→ Selection:
[BEGIN]
Announcing the Final Examination of Mr. Asaad Hakeem for the degree of Doctor of Philosophy

Date: March 28, 2007

Time: 11:00 a.m.

Room: Engineering 3, #302

Dissertation title: Learning, Detection, Representation, Indexing and Retrieval of Multi-Agent Events in Videos

(

The world that we live in is a complex network of agents and their interactions which we term events. An instance of an event is a composition of directly measurable low-level actions (which we term sub-events) having a temporal order. Also, the agents can act independently (e.g. voting) as well as collectively (e.g. scoring a touch-down in a football game) to perform events. With the dawn of the new millennium, the low-level vision tasks such as segmentation, object classification, and tracking have become fairly robust. But a representational gap still exists between low-level measurements and high-level understanding of video sequences. This dissertation is an effort to bridge that gap where we propose novel approaches to learning, detection, representation, indexing and retrieval of multi-agent events in videos.

In order to achieve our goal of high-level understanding of videos, firstly, we apply statistical learning techniques to model the multiple agent events. To that accord, we use training videos to model the events by estimating the conditional dependencies between sub-events. Thus, given a video sequence, we track the people (head and hand regions) and objects using a Meanshift tracker. An underlying rule-based system detects the sub-events using the tracked trajectories of the people and objects, based on their relative motion. Next, an event model is constructed by estimating the sub-event dependencies, that is, how frequently sub-event B occurs given that sub-event A has occurred. The advantages of such an event model are two-fold. First, we do not require prior knowledge of the number of agents involved in an event. Second, no assumptions are made about the length of an event.

Secondly, after learning the event models, we detect events in a novel video by using graph clustering techniques. To that end, we construct a graph of temporally ordered sub-events occurring in the novel video. Next, using the learnt event model, we estimate a weight matrix of conditional dependencies between sub-events in the novel video. Further application of Normalized Cut (graph clustering technique) on the estimated weight matrix facilitate in detecting events in the novel video. The principal assumption made in this work is that the events are composed of highly correlated chains of sub-events that have high conditional dependency (association) within the cluster and relatively low conditional dependency (disassociation) between clusters.
[END]
→ Data excerpts:
[BEGIN]
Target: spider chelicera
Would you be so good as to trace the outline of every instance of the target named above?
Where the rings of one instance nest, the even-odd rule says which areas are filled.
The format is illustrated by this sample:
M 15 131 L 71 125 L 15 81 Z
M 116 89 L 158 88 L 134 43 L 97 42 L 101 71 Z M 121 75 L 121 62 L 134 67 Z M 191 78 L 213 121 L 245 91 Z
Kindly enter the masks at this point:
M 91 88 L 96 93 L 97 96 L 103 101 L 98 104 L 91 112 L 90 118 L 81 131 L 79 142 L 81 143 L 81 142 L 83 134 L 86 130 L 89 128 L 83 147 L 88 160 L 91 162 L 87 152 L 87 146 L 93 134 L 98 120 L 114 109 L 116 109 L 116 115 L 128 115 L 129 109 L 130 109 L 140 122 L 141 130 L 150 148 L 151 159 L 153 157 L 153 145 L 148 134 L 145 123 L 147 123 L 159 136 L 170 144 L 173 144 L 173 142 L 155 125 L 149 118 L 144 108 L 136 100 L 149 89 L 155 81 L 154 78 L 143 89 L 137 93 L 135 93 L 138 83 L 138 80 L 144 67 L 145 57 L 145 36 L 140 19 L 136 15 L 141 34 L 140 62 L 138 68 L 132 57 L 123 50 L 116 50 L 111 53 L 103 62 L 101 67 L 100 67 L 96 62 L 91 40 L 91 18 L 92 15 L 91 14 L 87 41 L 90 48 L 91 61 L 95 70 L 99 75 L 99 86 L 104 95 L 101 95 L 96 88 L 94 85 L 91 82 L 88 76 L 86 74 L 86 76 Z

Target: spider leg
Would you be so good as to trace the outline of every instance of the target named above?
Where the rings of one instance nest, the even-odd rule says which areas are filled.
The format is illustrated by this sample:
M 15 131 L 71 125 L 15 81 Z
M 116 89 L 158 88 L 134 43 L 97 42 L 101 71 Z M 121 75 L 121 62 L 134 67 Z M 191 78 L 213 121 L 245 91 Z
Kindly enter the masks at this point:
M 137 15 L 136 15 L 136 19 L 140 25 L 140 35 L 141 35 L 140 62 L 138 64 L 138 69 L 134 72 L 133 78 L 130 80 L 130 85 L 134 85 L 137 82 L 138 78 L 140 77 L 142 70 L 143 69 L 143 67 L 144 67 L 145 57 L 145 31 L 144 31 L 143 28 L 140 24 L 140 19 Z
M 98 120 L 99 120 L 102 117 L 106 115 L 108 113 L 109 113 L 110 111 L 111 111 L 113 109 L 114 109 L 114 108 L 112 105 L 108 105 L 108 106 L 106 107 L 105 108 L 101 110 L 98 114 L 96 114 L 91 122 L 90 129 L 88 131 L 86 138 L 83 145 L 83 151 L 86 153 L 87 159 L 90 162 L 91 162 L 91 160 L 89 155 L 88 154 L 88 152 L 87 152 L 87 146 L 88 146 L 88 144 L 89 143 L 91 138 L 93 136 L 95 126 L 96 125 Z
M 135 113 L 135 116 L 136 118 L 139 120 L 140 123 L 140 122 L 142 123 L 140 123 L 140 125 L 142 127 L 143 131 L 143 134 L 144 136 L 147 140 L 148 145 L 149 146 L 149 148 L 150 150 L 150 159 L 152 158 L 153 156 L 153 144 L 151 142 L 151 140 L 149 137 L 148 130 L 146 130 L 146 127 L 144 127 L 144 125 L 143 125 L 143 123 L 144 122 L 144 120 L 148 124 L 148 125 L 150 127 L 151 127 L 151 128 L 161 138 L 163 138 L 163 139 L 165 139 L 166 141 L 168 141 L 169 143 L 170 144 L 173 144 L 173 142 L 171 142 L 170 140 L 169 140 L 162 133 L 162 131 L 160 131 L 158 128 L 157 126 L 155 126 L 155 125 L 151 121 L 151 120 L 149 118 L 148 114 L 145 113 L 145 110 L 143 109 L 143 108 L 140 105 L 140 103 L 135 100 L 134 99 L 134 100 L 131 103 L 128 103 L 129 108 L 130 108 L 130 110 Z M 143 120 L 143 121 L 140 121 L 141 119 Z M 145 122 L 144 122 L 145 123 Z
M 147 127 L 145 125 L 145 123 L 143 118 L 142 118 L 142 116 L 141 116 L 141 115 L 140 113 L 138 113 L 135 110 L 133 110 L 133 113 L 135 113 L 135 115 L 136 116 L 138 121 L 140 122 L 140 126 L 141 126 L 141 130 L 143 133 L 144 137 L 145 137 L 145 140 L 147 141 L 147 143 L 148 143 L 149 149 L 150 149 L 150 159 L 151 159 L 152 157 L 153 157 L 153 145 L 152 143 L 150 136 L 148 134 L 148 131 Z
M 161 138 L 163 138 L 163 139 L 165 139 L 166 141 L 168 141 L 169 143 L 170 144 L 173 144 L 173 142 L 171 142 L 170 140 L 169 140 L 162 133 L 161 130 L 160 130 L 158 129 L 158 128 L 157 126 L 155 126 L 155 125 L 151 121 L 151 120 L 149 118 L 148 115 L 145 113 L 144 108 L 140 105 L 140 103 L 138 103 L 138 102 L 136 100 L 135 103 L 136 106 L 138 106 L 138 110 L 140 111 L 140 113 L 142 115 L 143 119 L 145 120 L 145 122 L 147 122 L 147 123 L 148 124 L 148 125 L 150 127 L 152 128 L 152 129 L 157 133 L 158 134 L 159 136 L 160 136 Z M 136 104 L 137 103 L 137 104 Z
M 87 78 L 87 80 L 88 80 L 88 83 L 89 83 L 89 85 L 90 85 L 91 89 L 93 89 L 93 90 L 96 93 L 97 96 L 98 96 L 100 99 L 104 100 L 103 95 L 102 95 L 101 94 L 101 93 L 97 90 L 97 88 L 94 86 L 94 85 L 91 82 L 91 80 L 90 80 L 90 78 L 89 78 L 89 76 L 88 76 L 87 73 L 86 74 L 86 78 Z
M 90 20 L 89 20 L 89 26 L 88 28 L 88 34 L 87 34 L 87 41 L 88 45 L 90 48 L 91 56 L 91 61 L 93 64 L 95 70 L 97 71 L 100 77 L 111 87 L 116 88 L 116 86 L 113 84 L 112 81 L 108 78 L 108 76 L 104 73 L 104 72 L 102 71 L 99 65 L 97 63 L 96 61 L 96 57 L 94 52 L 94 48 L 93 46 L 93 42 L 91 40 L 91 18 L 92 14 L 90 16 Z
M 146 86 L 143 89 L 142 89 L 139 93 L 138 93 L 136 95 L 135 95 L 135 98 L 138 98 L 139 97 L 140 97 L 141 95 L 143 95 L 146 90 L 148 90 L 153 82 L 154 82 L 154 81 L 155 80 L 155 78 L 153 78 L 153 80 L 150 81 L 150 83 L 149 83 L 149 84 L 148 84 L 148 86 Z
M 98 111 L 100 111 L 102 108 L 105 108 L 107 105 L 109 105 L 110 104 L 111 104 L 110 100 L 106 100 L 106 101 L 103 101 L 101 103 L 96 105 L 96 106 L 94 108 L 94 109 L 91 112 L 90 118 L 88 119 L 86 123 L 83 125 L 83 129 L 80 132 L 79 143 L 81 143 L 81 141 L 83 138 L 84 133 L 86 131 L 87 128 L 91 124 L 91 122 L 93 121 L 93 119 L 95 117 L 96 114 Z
[END]
→ Stated exercise 1:
Rewrite the entries as a numbered list, from their first line through the line that contains "M 91 88 L 96", skipping blank lines.
→ Stated exercise 2:
Carry on the abstract about multi-agent events in videos, starting right after its last sentence.

→ Written reply 1:
1. Target: spider chelicera
2. Would you be so good as to trace the outline of every instance of the target named above?
3. Where the rings of one instance nest, the even-odd rule says which areas are filled.
4. The format is illustrated by this sample:
5. M 15 131 L 71 125 L 15 81 Z
6. M 116 89 L 158 88 L 134 43 L 97 42 L 101 71 Z M 121 75 L 121 62 L 134 67 Z M 191 78 L 213 121 L 245 91 Z
7. Kindly enter the masks at this point:
8. M 91 88 L 96 93 L 97 96 L 103 101 L 98 104 L 91 112 L 90 118 L 81 131 L 79 142 L 81 143 L 81 142 L 83 134 L 86 130 L 89 128 L 83 147 L 88 160 L 91 162 L 87 152 L 87 146 L 93 134 L 98 120 L 114 109 L 116 109 L 116 115 L 128 115 L 129 109 L 130 109 L 140 122 L 141 130 L 150 148 L 151 159 L 153 157 L 153 145 L 148 134 L 145 123 L 147 123 L 159 136 L 170 144 L 173 144 L 173 142 L 155 125 L 149 118 L 144 108 L 136 100 L 149 89 L 155 81 L 154 78 L 143 89 L 137 93 L 135 93 L 138 83 L 138 80 L 144 67 L 145 57 L 145 36 L 140 19 L 136 15 L 141 34 L 140 62 L 138 68 L 132 57 L 123 50 L 116 50 L 111 53 L 103 62 L 101 67 L 100 67 L 96 62 L 91 40 L 91 18 L 92 15 L 91 14 L 87 41 L 90 48 L 91 61 L 95 70 L 99 75 L 99 86 L 104 95 L 101 95 L 96 88 L 94 85 L 91 82 L 88 76 L 86 74 L 86 76 Z

→ Written reply 2:
Thirdly, in order to represent the detected events, we propose an extension to the CASE representation of natural languages. We extend CASE to allow the representation of temporal structure between sub-events. Also, in order to capture both multi-agent and multi-threaded events, we introduce a hierarchical CASE representation of events in terms of sub-events and case-lists. The essence of the proposition here is that, based on the temporal relationships of the agent motions and a description of its state, it is possible to build a formal description of an event. Furthermore, we recognize the importance of representing the variations in the temporal order of sub-events that may occur in an event, and encode the temporal probabilities directly into our event representation. The proposed extended representation with probabilistic temporal encoding is termed P-CASE that allows a plausible means of interface between users and the computer. Using the P-CASE representation we automatically encode the domain event ontology from training videos. This has a significant advantage, since the domain experts need not go through the tedious task of determining the structure of events by browsing all the videos.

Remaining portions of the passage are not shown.